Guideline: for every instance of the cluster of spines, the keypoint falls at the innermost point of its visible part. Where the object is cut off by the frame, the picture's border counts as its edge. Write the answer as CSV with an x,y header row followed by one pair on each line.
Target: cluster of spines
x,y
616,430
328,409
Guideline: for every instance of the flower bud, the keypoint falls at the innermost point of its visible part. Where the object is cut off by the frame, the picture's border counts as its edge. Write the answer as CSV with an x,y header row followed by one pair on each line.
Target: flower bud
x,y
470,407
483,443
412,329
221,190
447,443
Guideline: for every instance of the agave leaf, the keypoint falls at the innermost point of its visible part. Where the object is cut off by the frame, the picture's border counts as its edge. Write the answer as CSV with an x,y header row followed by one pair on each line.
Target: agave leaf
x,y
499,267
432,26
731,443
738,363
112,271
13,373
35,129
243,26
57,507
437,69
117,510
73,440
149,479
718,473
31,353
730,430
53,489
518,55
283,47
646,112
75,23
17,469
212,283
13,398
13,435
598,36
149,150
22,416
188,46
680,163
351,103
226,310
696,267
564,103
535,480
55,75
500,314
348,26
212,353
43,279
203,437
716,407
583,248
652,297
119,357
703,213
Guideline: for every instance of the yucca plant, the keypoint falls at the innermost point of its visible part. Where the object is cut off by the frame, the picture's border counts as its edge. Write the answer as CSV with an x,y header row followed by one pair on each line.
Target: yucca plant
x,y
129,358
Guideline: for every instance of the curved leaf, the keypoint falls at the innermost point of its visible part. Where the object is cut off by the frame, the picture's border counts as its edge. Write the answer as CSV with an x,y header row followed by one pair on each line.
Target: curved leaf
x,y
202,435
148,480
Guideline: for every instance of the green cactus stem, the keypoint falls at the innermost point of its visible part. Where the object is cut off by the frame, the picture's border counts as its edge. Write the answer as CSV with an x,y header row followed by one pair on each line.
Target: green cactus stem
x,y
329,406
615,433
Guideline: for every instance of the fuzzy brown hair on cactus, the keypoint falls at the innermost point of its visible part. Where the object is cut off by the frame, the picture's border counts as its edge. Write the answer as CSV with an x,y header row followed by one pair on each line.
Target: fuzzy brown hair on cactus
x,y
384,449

##########

▶ **About this exercise**
The response should consist only of the lines from the one containing "Guideline: for every instance of the yucca" to the end of the material above, both included.

▶ **Task solution**
Guideline: for every instance of the yucca plant, the keypoint falls at the innermost point of its visible part. Where the object is cut off by the frame, the picture's border counts as its edge. Write the answer as CSV with an x,y header row followed by one pair on each line.
Target: yucca plant
x,y
129,358
Guideline: for every instance of the curved leaf, the keypoint falls at the innermost point of its visible part. Where the object is cut off by the frame, the picture's border counts as its edge. Write the answer as CSV with an x,y header row followed by one pair on each line.
Target: curved leaf
x,y
202,435
148,480
Guideline: for every instance of the green cactus stem, the keypoint falls at the innermost point of its visible part. Where the object is cut off by the frame, the picture's border counts as its edge. Write the answer as CSV with an x,y header row followed by one pair on each line.
Target: green cactus stem
x,y
329,406
615,433
Guideline: for every instance of the fuzzy brown hair on cactus, the keypoint falls at the innermost point of its visible part. Where the object is cut off by the frame, the picture's border counts as its edge. Write the answer as CSV with an x,y header row followed by one pair on each line.
Target: fuzzy brown hair on cactus
x,y
384,449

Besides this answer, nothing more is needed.